[ASSIGNED TASK 1] Write out the passage of the article on Raul Castro and the Farinas hunger strike that opens with the words containing "Spain, at the" and closes with "if Farinas dies.".
[ASSIGNED TASK 2] In the article on Raul Castro and the Farinas hunger strike, how many hunger strikes had Guillermo Farinas conducted before this one?

[DOCUMENT SECTION]
By Jeff Franks
HAVANA (Reuters) - Cuban President Raul Castro rejected U.S. and European pressure over political prisoners on Sunday and said Guillermo Farinas, on a hunger strike for 40 days, and his supporters would be responsible if the prominent Cuban dissident dies.
Castro's comments -- his most extensive yet on recent dissident activities on the island -- signalled that Cuban authorities will not budge politically to prevent the death of Farinas, who they view as an instrument of U.S. and European efforts to topple Cuba's communist system.
"Everything possible is being done to save his life, but if he does not change his self-destructive attitude, he will be responsible, together with his backers, for the outcome we don't want," Castro said in a speech to a Union of Communist Youth convention.
"More than a half century of permanent combat has taught our people that vacillation is synonymous with defeat," he said.
"We will never give in to blackmail, by any country or any group of countries no matter how powerful they are, no matter what happens," Castro added.
Farinas, 48, began his hunger strike seeking the release of ailing political prisoners a day after the February 23 death of dissident prisoner Orlando Zapata Tamayo, who refused to eat for 85 days to protest prison conditions.
Zapata's death was followed by a week of protest marches in Havana by the dissident "Ladies in White," wives and mothers of government opponents jailed in a 2003 crackdown, who were repeatedly shouted down by government supporters.
The recent events have worsened relations with the United States and the European Union, both of which condemned Cuba and called for the release of its estimated 200 political prisoners.
Farinas, who has conducted 22 previous hunger strikes, has been in a hospital in the central city of Santa Clara receiving fluids intravenously since he collapsed on March 11.
READY TO DIE
The government has asked him to drop his hunger strike because of his frail health, but he has said he is ready to die for his cause.
Spain, at the request of both the Cuban government and Cuban dissidents, has offered to take Farinas to Spain, but he has refused.
Farinas spokeswoman Licete Zamora told Reuters that Cuba's leaders would be to blame if Farinas dies.
"The Cuban government doesn't care about the life of Farinas," she said in a telephone interview from Santa Clara. "If they don't give him a satisfactory response, the world can't be accused, they have to be accused."
Castro previously said he regretted Zapata's death, but blamed it on the United States and its long campaign to undermine the communist government installed by former leader Fidel Castro after he took power in a 1959 revolution.
President Castro accused the United States and Europe of orchestrating the dissident acts in collusion with international media.
"This convention had coincided with a huge campaign to discredit Cuba, organised, directed and financed from the centres of imperial power in the United States and Europe, hypocritically hoisting the flag of human rights," he told the young communists attending the meeting.
Castro, 78, said that through much of its history Cuba had fended off large international powers, citing the failure of the U.S.-backed 1961 Bay of Pigs invasion among other examples.

[DATA SHOWN]
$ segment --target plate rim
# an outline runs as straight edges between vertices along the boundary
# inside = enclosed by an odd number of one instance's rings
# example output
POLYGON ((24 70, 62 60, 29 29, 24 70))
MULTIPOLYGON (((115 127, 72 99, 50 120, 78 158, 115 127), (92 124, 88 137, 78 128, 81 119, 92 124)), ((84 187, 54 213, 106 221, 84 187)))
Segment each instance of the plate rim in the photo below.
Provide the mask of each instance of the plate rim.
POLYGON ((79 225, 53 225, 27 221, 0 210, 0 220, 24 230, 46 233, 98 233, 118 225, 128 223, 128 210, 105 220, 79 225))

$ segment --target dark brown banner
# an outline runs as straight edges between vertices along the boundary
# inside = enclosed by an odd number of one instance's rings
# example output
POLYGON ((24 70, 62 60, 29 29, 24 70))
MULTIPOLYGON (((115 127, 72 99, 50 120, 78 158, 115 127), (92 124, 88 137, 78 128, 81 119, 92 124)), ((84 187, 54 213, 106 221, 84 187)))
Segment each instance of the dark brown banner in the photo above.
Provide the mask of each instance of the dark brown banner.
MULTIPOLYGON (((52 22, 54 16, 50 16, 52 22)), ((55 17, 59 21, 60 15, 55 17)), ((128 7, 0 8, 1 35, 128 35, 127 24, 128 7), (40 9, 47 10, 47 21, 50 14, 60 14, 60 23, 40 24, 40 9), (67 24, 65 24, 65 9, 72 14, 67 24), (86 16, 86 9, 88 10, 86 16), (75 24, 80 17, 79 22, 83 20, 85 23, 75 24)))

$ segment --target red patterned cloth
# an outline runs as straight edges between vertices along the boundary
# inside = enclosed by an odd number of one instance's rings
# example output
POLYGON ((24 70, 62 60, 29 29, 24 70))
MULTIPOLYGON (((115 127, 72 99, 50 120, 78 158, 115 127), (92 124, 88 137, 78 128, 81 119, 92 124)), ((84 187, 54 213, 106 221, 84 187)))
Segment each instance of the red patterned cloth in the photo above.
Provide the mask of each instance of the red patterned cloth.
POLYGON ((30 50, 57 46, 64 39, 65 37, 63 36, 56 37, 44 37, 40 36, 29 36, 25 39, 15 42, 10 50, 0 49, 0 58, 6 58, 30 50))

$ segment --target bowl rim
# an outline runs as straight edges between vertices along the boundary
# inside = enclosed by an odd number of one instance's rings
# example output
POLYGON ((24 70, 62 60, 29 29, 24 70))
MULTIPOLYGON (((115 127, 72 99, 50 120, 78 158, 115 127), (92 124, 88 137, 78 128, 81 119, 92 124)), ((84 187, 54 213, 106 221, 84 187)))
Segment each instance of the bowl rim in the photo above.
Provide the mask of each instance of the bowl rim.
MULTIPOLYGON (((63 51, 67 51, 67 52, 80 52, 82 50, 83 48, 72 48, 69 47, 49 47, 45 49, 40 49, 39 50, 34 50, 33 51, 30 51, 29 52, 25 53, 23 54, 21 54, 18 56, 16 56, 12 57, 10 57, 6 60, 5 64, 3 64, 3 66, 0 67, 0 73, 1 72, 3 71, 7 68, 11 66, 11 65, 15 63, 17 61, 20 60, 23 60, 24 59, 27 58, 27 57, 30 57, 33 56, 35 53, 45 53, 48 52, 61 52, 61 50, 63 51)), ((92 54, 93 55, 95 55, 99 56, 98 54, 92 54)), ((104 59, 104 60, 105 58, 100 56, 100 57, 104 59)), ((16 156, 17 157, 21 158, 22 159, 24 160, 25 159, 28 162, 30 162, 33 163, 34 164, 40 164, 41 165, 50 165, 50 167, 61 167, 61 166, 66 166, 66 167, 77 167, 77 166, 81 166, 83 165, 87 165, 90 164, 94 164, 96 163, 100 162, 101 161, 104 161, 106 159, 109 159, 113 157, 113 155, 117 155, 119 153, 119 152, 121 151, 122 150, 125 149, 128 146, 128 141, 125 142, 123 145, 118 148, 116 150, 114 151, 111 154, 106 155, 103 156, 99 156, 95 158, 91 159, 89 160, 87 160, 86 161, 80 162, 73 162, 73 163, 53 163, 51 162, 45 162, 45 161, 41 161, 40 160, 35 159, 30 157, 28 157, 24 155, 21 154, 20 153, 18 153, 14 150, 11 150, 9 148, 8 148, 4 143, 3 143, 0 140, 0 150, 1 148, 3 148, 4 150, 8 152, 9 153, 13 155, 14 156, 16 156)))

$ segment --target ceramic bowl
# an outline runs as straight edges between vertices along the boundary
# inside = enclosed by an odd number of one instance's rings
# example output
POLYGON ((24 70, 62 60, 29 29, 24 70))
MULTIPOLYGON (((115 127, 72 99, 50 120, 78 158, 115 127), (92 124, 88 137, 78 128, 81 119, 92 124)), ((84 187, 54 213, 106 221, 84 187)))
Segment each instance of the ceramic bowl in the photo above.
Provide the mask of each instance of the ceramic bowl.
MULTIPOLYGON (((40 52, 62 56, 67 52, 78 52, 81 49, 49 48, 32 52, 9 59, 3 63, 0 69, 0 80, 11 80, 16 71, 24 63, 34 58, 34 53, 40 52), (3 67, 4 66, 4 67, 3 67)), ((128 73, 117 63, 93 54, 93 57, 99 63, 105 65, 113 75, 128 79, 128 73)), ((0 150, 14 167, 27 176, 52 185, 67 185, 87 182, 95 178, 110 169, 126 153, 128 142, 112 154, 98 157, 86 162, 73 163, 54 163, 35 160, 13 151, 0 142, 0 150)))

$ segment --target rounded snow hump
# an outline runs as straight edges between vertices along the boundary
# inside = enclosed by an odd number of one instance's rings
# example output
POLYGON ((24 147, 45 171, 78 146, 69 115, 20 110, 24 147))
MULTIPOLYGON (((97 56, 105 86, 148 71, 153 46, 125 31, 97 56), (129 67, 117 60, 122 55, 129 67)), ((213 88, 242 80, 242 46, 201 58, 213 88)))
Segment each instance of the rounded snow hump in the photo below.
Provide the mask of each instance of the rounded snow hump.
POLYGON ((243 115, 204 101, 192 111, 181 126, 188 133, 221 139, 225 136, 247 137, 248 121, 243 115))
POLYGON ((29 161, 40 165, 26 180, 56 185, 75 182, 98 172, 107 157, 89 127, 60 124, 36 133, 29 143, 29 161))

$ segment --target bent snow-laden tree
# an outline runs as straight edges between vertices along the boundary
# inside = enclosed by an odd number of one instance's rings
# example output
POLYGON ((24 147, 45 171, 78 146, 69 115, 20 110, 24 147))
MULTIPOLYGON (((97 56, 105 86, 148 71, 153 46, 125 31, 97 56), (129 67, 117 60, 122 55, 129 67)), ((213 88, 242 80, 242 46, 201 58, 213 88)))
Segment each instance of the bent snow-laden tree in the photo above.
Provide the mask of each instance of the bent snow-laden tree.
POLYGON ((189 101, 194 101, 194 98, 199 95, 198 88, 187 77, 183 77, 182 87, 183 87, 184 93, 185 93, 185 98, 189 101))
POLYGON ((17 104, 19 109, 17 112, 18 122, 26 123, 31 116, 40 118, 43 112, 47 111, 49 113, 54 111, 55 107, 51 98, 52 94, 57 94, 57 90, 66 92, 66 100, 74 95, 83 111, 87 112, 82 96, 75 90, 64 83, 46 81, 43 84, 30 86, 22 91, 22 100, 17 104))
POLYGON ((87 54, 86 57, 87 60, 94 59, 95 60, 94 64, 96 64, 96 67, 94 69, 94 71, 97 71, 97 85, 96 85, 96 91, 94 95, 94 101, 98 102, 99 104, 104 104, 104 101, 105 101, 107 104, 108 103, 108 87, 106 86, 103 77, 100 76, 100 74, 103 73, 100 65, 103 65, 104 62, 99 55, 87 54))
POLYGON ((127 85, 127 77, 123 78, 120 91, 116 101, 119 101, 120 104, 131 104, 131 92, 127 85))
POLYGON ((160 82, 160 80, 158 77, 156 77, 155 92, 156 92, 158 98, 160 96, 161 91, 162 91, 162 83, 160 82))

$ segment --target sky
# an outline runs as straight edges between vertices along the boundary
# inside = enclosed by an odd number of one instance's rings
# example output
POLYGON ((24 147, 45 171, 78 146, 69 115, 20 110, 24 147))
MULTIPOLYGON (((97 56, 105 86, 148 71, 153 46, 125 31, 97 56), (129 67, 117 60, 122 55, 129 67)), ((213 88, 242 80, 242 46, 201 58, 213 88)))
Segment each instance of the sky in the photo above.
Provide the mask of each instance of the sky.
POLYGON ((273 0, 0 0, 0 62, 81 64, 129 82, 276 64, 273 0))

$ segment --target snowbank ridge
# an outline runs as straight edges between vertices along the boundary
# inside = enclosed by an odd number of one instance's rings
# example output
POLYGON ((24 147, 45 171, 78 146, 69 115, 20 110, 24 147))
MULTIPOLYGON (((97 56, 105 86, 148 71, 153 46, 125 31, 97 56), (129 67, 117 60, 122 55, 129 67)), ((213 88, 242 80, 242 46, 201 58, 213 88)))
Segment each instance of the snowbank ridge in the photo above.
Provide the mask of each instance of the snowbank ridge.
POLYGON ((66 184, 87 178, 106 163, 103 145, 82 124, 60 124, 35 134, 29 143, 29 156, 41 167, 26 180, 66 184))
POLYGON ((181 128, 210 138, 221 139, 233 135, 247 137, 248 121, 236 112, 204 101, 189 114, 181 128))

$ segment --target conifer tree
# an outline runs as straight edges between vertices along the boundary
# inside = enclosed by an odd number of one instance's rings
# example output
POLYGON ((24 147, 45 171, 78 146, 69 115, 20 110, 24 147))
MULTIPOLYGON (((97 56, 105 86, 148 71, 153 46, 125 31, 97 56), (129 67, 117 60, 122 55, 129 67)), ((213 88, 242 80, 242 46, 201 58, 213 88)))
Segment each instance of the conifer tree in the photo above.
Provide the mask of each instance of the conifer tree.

[WRITTEN RESPONSE 1]
Spain, at the request of both the Cuban government and Cuban dissidents, has offered to take Farinas to Spain, but he has refused.
Farinas spokeswoman Licete Zamora told Reuters that Cuba's leaders would be to blame if Farinas dies.

[WRITTEN RESPONSE 2] 22